▶ Directions
Please write out each entry below exactly as it appears.

Top of Input data

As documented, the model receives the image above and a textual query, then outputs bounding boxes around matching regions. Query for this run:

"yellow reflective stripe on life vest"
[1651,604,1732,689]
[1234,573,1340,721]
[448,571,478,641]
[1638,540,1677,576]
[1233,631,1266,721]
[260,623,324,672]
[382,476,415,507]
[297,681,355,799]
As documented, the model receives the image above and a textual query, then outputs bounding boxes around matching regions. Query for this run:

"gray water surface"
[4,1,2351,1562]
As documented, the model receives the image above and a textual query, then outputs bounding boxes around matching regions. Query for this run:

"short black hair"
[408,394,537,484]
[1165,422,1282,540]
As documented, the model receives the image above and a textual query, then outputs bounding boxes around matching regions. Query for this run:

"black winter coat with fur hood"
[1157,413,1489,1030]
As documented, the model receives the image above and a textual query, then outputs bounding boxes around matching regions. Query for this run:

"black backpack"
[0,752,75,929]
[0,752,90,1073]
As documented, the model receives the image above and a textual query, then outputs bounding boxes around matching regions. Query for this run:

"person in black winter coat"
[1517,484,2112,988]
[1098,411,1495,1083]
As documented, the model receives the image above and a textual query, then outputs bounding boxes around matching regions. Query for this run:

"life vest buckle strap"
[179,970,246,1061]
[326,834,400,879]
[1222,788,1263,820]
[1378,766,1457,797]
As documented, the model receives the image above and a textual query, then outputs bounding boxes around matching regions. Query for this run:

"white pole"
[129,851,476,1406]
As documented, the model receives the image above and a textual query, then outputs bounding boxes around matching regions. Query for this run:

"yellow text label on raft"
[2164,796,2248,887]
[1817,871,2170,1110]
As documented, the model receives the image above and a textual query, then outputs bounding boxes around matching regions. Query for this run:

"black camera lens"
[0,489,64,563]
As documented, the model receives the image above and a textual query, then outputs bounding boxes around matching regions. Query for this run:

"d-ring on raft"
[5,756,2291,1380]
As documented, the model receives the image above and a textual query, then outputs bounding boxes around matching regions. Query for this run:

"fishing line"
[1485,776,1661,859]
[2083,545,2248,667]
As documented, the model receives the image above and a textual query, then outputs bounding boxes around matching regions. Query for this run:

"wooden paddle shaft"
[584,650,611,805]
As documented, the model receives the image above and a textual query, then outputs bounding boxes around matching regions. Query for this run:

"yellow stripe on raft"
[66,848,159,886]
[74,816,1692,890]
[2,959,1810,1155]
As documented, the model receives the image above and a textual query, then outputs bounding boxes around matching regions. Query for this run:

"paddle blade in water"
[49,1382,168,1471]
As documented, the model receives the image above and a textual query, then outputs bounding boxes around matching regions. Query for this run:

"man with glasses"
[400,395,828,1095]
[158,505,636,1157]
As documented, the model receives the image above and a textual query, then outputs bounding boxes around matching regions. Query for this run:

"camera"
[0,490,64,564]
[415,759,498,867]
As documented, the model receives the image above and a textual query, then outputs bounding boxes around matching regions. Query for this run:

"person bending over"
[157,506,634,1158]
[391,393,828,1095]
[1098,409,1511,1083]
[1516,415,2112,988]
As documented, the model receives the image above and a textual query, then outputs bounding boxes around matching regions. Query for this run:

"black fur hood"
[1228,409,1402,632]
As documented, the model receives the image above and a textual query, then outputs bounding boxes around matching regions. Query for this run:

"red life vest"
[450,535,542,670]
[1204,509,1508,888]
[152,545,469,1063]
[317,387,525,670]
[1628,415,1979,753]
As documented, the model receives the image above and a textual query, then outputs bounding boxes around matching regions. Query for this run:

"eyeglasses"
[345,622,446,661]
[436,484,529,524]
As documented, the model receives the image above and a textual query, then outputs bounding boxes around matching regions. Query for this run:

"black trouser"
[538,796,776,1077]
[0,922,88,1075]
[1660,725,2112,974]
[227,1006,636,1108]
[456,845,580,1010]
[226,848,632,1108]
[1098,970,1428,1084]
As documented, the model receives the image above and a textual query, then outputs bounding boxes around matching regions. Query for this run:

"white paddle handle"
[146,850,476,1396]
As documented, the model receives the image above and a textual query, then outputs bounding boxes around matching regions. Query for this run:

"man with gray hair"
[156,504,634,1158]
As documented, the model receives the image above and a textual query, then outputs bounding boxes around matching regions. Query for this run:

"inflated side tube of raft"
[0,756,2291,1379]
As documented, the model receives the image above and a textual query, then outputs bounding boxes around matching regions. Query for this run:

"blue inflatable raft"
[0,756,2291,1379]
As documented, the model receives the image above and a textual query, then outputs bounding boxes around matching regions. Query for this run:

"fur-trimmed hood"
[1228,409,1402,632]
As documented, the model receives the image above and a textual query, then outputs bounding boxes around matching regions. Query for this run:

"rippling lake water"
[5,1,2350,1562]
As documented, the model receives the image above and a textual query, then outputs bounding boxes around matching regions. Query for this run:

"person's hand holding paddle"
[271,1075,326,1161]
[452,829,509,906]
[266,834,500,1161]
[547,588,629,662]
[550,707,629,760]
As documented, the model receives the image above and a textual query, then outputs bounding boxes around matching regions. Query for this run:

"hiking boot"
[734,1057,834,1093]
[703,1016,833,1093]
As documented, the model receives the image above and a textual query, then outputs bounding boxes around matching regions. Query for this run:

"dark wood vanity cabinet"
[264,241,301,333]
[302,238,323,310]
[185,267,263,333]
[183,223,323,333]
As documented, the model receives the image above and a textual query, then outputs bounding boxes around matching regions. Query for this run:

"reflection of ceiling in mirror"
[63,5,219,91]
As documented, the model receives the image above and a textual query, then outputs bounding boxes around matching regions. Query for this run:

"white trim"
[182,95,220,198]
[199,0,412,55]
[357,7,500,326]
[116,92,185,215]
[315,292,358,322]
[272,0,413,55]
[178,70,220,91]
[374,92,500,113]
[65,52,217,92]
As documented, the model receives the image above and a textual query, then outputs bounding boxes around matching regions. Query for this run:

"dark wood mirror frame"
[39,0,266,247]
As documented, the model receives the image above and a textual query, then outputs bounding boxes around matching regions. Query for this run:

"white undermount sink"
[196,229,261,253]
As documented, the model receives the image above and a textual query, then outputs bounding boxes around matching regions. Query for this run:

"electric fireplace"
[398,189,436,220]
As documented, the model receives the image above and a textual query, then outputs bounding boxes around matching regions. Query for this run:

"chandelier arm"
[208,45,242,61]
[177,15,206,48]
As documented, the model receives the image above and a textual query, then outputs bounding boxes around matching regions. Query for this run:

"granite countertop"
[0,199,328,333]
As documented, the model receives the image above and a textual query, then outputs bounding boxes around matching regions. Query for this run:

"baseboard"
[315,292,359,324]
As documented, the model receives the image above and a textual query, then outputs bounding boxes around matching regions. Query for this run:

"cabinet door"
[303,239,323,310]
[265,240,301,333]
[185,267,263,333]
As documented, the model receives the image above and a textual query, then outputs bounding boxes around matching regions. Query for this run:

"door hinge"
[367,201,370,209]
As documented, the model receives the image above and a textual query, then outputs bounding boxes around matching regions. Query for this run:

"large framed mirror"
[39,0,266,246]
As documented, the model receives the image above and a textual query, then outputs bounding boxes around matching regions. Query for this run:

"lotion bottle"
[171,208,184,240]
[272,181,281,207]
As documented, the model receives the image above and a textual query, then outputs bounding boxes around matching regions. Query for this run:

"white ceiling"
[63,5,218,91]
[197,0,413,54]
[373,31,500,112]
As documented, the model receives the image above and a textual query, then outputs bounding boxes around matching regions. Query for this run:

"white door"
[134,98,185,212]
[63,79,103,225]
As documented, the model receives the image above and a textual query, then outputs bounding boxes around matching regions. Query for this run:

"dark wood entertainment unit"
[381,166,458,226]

Bottom of Input data

▶ Solution
As documented, the model receives the image above and a textual query, then outputs bounding boxes around matching regions. Query for this run:

"yellow reflective stripe on life vest"
[1651,604,1732,689]
[1234,573,1340,721]
[448,571,478,641]
[1638,540,1677,576]
[1233,631,1266,721]
[260,623,324,672]
[382,476,415,507]
[297,681,355,799]
As documented, the model receives the image above and a textual query, then outputs bounding boxes around matching regions. Query for this run:

"gray water surface"
[4,1,2351,1562]
As documented, the model receives the image above and a textual query, then outputs bounding boxes around matching regions. Query for this run:

"short black hair"
[408,394,537,484]
[1165,422,1282,540]
As documented, the model receives the image above and a textual query, then outputs bounding boxes around matching regions. Query for this run:

"black winter coat with fur hood"
[1157,413,1489,1030]
As documented, the model receives the image above and a textual query, then outputs bounding boxes around matching regions. Query for this run:

"black backpack"
[0,752,75,929]
[0,752,90,1073]
As documented, the model receives the image above and a textual query, then outputs bounding boxes around matching regions. Query for this run:

"person in black winter coat"
[1517,484,2112,988]
[1098,411,1495,1083]
As documented, the model receives the image above and a textual query, then outputs bounding boxes around matching regions. Query for this run:

"life vest buckle strap"
[179,970,246,1061]
[326,834,400,879]
[1222,788,1263,820]
[1378,766,1457,797]
As documented, the model receives the image above and a textual query, then outputs bounding boxes around matching regions. Query for this run:

"white pole"
[129,851,476,1406]
As documented, the model receives the image above and a textual query, then outputs bounding boxes around matching regions. Query for this run:

"yellow text label on raft"
[2164,796,2248,887]
[1817,871,2170,1110]
As documented, the model receives the image above and a textual query, then outputs bounding boxes around matching regions. Query for this run:

"black camera lens"
[0,489,64,563]
As documented, the model receives the image above and a textual query, then outputs bounding boxes around matching regions. Query for this run:

"d-ring on raft"
[5,756,2291,1380]
As documented, the model receives the image above and a textual query, then outputs bounding boxes around matching regions. Query for this run:

"fishing line"
[1485,776,1661,859]
[2083,545,2248,667]
As documented, the model receives the image above and a textual query, then outputs bounding boxes around matching regions. Query for this run:

"wooden paddle shaft"
[584,650,611,805]
As documented, the model receives the image above and a textual query, then outputs bounding boxes around matching regions. Query for this run:

"yellow stripe on raft"
[66,848,159,886]
[74,816,1692,890]
[2,959,1810,1155]
As documented, the model receives the image above and a textual query, then outputs bounding boxes around matching regions. Query for this run:

"paddle blade in water"
[49,1382,168,1471]
As documented, the model receives the image above and a textual query, then outputs bounding boxes around matching regions. Query for this run:

"man with glasses"
[400,395,828,1095]
[158,505,636,1157]
As documented, the model receives the image above and a textual query, then outputs bounding boxes around matching regions. Query for this run:

"camera"
[0,490,64,564]
[415,759,498,867]
As documented, the model receives the image above and a textual query, then outputs bounding boxes around matching regions. Query for this run:

"person bending over"
[157,506,634,1158]
[391,393,828,1095]
[1098,409,1511,1083]
[1516,415,2112,988]
As documented, the model receives the image above and a textual query, then outputs bounding boxes around matching regions. Query for this run:

"black fur hood"
[1228,409,1402,632]
As documented, the model receives the image above and a textual query, then outputs bounding boxes around matching regions. Query for this run:

"red life vest"
[450,535,542,670]
[1204,509,1508,888]
[152,545,469,1063]
[317,387,525,670]
[1628,415,1979,753]
As documented, the model receives the image above and a textual query, then outputs bounding boxes around matching regions. Query for this run:

"eyeglasses"
[345,622,446,661]
[436,484,529,524]
As documented, the model receives the image above and a textual query, then outputs bounding boxes around matching regions. Query for this run:

"black trouser"
[538,796,776,1077]
[0,922,88,1075]
[1660,725,2112,974]
[227,1006,636,1108]
[456,845,580,1010]
[226,848,632,1108]
[1098,970,1428,1084]
As documented, the model receives the image above and a textual query, then outputs bounding boxes around matching regions. Query for this run:

"white paddle handle"
[146,850,476,1396]
As documented, the model receives the image above and a textual query, then outputs bounding boxes around matching regions. Query for this run:

"man with gray hair"
[156,504,634,1158]
As documented, the model receives the image above and a textual query, then outputs bounding boxes around matching regions. Query for this run:

"inflated side tube of raft"
[0,756,2291,1379]
As documented, the model receives the image above and a textual query, then outputs bounding boxes around matching regions. Query for this run:

"blue inflatable raft"
[0,756,2291,1379]
As documented, the model receives the image above and a textual query, then outputs bounding boxes around matching regions. Query for this run:

"fur-trimmed hood"
[1228,409,1402,632]
As documented, the model receives the image above and a textual query, then outputs bounding boxes around matching regions. Query for this run:

"rippling lake water"
[5,1,2350,1562]
As documented, the model receives the image above and a textual query, then outputs bounding boxes around matching regions. Query for this run:

"person's hand holding paddle"
[271,1075,326,1161]
[452,829,509,906]
[266,834,500,1161]
[547,588,629,662]
[550,707,629,760]
As documented, the model receives the image above and a textual query, then outputs bounding boxes around matching regions. Query for this run:

"hiking boot"
[734,1057,834,1093]
[703,1016,833,1093]
As documented, the model receives the image above and a textual query, then outputs bounding boxes around matching regions. Query for this run:

"dark wood vanity cabinet"
[264,241,301,333]
[302,238,323,310]
[185,267,263,333]
[183,223,323,333]
As documented, the model receives the image above and a textual query, then outputs bounding boxes around matching regions. Query for this run:

"reflection of ceiling in mirror"
[63,5,219,91]
As documented, the model receives the image above and a textual query, then outputs bounding boxes around matching regions. Query for this run:

"white trim"
[182,95,220,198]
[199,0,412,55]
[357,7,500,326]
[116,92,185,215]
[315,292,358,322]
[272,0,413,55]
[178,70,220,91]
[374,92,500,113]
[65,52,217,92]
As documented, the model receives the image above and a textual query, then outputs bounding boxes around matching regions. Query for this run:

"dark wood mirror frame"
[39,0,266,247]
As documented, the model receives the image above and a textual query, then outputs bounding boxes around matching regions. Query for this run:

"white undermount sink"
[196,229,261,253]
As documented, the model receives the image above and a textual query, then outputs bounding boxes around matching regions. Query for this run:

"electric fireplace"
[398,189,436,220]
As documented, the model receives the image above and a textual query, then outputs bounding boxes around matching regions. Query for this run:

"chandelier arm"
[208,45,242,61]
[177,15,206,48]
As documented, the model receives the image above and a textual query, then outputs bounding boxes around matching regions. Query for this run:

"granite countertop"
[0,199,328,333]
As documented, the model receives the image above and a textual query, then outputs bounding boxes around matching regions. Query for this run:

"baseboard"
[315,292,359,324]
As documented, the model receives the image above and a textual query, then outputs bounding boxes around matching regions. Query for this run:

"cabinet door"
[303,239,323,310]
[265,240,301,333]
[185,267,263,333]
As documented, the model receives the image above and a textual query, then outputs bounding boxes around matching regions. Query for this run:

"door hinge"
[367,201,370,209]
As documented, the model receives the image above and a textual query, then outputs bounding boxes around matching regions. Query for this run:

"large framed mirror"
[39,0,266,246]
As documented, the model receives the image above and a textual query, then outputs bounding boxes around matching regions. Query for this run:

"lotion bottle"
[171,208,184,240]
[272,181,281,207]
As documented, the model receives the image above and a textual query, then outputs bounding boxes around matching regions. Query for this run:

"white ceiling"
[63,5,218,91]
[197,0,413,54]
[373,31,500,112]
As documented, the model receives the image above and a textual query, then outputs bounding boxes around matching regions. Query for this run:

"white door"
[134,98,185,212]
[63,79,103,225]
As documented, the model receives the image above and a textual query, then outputs bounding boxes around matching regions. Query for this run:

"dark wood entertainment unit"
[381,166,458,226]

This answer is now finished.